**** Article

Overall Architecture¶

GazeOnce360 is an anchor-based detection-and-regression network. The input fisheye image is processed by a global low-resolution branch to extract contextual features and detect face bounding boxes. For each detected face region, a high-resolution local branch extracts fine-grained eye features. The two feature streams are fused via cross-attention, and a multi-task head predicts face bounding boxes, head pose, gaze direction, and face/eye landmarks. Ground-truth boxes are used for cropping during training; predicted boxes are used during inference.

Key Designs¶

Rotational Convolution:
- Function: Replaces standard convolution to handle rotational distortion in fisheye images.
- Mechanism: The convolutional kernel is replicated into four orthogonally rotated versions, and the feature responses from each orientation are combined via weighted averaging to enhance rotational invariance.
- Design Motivation: An upward-facing fisheye camera captures faces in highly varying orientations. Standard CNNs possess only translational invariance and cannot handle such rotation. Rotational convolution is integrated at the top level of the FPN to endow high-level features with rotational adaptability. Experiments show it outperforms deformable convolution (DCN) for fisheye distortion (10.39° vs. 11.05°).
Dual-Resolution Feature Fusion:
- Function: Processes a low-resolution global image and high-resolution face crops in parallel, fusing them via cross-attention.
- Mechanism: The global branch extracts spatial layout information at 512×512 resolution; the local branch extracts fine-grained eye features from cropped face regions at 1024×1024. Fusion is performed via cross-attention: \(\text{Attention}(\mathbf{Q}, \mathbf{K}, \mathbf{V}) = \text{softmax}(\frac{\mathbf{QK}^T}{\sqrt{d_k}})\mathbf{V}\), where global features serve as Query and local face features serve as Key/Value. A spatial mask restricts attention to the corresponding face region.
- Design Motivation: Gaze estimation requires highly precise eye features (iris and pupil positions), yet processing the full fisheye image at high resolution is inefficient due to the large proportion of background pixels. The dual-resolution scheme maintains accuracy while improving speed by 22%.

********

> Instructions
**a.** Copy the GazeOnce360 text between "- Mechanism: The convolutional" and "(10.39° vs. 11.05°).", inclusive.
**b.** Decide whether each statement agrees with the GazeOnce360 text. Answer yes or no, and quote the deciding words of the GazeOnce360 text exactly. (i) The local branch works on cropped face regions at 1024×1024. (ii) Predicted boxes are used for cropping during training. (iii) Rotational convolution is integrated at the lowest level of the FPN.

**** Provided records

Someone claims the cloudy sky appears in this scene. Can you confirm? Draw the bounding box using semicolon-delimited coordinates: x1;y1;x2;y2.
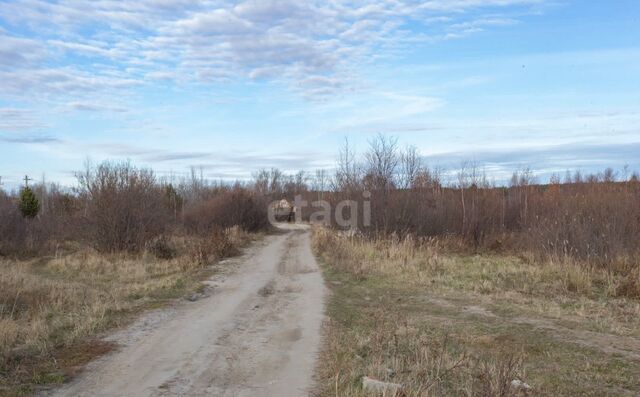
0;0;640;188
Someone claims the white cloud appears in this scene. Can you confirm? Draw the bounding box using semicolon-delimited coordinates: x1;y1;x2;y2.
0;0;542;98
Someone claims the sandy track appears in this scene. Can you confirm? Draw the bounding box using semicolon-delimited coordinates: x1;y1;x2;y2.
49;225;325;396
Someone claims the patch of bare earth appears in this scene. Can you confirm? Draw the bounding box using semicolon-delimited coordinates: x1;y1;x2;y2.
314;229;640;396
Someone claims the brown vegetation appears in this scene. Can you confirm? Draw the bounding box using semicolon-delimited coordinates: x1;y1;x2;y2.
0;162;267;395
314;228;640;396
324;136;640;273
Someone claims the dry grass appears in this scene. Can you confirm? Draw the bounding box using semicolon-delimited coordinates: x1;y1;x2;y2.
314;228;640;396
0;224;255;394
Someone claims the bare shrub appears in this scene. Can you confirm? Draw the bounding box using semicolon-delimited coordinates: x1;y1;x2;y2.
184;186;268;234
0;191;27;255
189;228;239;266
77;162;169;251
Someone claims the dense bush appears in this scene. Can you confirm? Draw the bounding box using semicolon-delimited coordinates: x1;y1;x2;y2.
18;186;40;218
78;162;169;251
325;136;640;271
0;191;27;255
184;186;268;234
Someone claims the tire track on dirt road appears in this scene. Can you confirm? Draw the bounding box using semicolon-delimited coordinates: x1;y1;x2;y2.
47;225;326;396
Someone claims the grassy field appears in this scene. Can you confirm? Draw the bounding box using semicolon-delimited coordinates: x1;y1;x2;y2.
0;228;253;395
314;228;640;396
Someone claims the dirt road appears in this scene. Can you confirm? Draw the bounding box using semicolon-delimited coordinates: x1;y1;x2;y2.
50;225;325;396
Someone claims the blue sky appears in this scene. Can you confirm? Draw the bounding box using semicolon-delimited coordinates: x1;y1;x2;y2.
0;0;640;188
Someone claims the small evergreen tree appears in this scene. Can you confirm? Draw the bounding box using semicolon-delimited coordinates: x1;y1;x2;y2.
19;186;40;218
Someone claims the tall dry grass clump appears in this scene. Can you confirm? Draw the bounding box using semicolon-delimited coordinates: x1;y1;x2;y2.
0;227;251;390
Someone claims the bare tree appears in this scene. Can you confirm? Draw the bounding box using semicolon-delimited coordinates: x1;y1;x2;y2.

********

> Answer list
**a.**
- Mechanism: The convolutional kernel is replicated into four orthogonally rotated versions, and the feature responses from each orientation are combined via weighted averaging to enhance rotational invariance.
- Design Motivation: An upward-facing fisheye camera captures faces in highly varying orientations. Standard CNNs possess only translational invariance and cannot handle such rotation. Rotational convolution is integrated at the top level of the FPN to endow high-level features with rotational adaptability. Experiments show it outperforms deformable convolution (DCN) for fisheye distortion (10.39° vs. 11.05°).

**b.**
(i) Yes: "the local branch extracts fine-grained eye features from cropped face regions at 1024×1024"
(ii) No: "Ground-truth boxes are used for cropping during training; predicted boxes are used during inference."
(iii) No: "Rotational convolution is integrated at the top level of the FPN"